| Passage to read |

--

Internal arguments. Disagreements with co-founders, employees, or partners. Even if the audience finds it interesting, the cost to relationships and trust is structurally negative.

The cadence

Two to four substantive posts per week is the sweet spot for most makers. Less than that and the audience forgets you exist between posts. More than that and the average post quality drops.

Substantive is the word doing the work. Three thoughtful posts per week beats fourteen filler posts. The audience is built by the posts that get bookmarked and shared, not the posts that scroll past.

A workable rhythm:

Monday: one decision-shaped post. What you're choosing this week and why.

Wednesday or Thursday: one numbers or lesson post. Something from the actual data of the previous week.

Friday or Saturday: one reflective or "what I'm thinking" post. Looser, more conversational.

Weekend: optional. Some weeks the third post slot is empty, and that's better than filling it with nothing.

Channels

Twitter (or X) remains the primary channel for build-in-public content as of 2026. The combination of operator density, fast feedback, and a culture that rewards specificity is unmatched elsewhere.

Indie Hackers is the secondary channel. Long-form milestone posts get surfaced and earn comments from other operators. The crowd is smaller but the quality of engagement is higher.

A personal blog or newsletter is the durable archive. The posts that compound on Twitter are gone in three days. The same content on a blog is found via search for years. Cross-publishing the most substantive Twitter content to a blog turns ephemeral content into a permanent asset.

LinkedIn works for the operator-buyer audience but the build-in-public crowd there is small. Skip it unless your product targets larger-company buyers.

The failure modes

Performative transparency. Sharing numbers that look good and burying numbers that don't. The audience notices the missing data points faster than makers expect, and once trust erodes the content stops working.

Growth-hacking the format. Engagement-bait closers ("Agree?" "Drop your thoughts"). Numbered listicles with no actual numbers. Hot takes for the sake of clicks. The build-in-public audience punishes these formats more aggressively than other audiences because the value proposition of the format is specificity.

--

| Data |
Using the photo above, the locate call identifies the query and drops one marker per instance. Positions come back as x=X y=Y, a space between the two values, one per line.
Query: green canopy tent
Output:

--

| Tasks to complete |
a) In the build-in-public passage, condense the paragraph that begins "A personal blog or newsletter" into a short bulleted list that keeps its main facts.
b) Reproduce the build-in-public passage word for word, from "Substantive is the" to "it with nothing.".
c) Carry the build-in-public passage on from its final sentence, in the same voice and format.

| Expected outputs |
a)
- A personal blog or newsletter is the durable archive.
- Posts that compound on Twitter are gone in three days.
- On a blog, the same content is found through search for years.
- Cross-publishing the most substantive Twitter content to a blog turns ephemeral content into a permanent asset.

b)
Substantive is the word doing the work. Three thoughtful posts per week beats fourteen filler posts. The audience is built by the posts that get bookmarked and shared, not the posts that scroll past.

A workable rhythm:

Monday: one decision-shaped post. What you're choosing this week and why.

Wednesday or Thursday: one numbers or lesson post. Something from the actual data of the previous week.

Friday or Saturday: one reflective or "what I'm thinking" post. Looser, more conversational.

Weekend: optional. Some weeks the third post slot is empty, and that's better than filling it with nothing.

c)
Confusing audience with customers. A 10,000-follower Twitter account does not equal a 10,000-customer business. The audience often produces some customers, but the conversion rate from build-in-public follower to paid customer is typically 0.5 to 2 percent, not 20 to 30 percent. Plan for that ratio.

Burnout. Daily posting for a year is unsustainable for most solo operators. A sustainable cadence (two to four posts per week, varying in length and depth) outperforms an unsustainable one (daily detailed posts that go silent in month three).

The audience-to-customer conversion

The honest version of the conversion math: a build-in-public audience of 1,000 engaged followers in the right niche tends to produce somewhere between 10 and 30 paying customers within a year. The audience also tends to produce other valuable outcomes: hires, partnerships, introductions, podcast invites, the occasional press piece.

For makers who want a marketing channel that produces only paid customers, build in public underperforms paid acquisition once the funnel works. For makers who want a long-term distribution asset that compounds and produces secondary benefits, build in public outperforms almost everything.

The choice is which game you're playing. Performing transparency for clicks is the game that fails. Treating shipping as the source material for useful content is the game that works.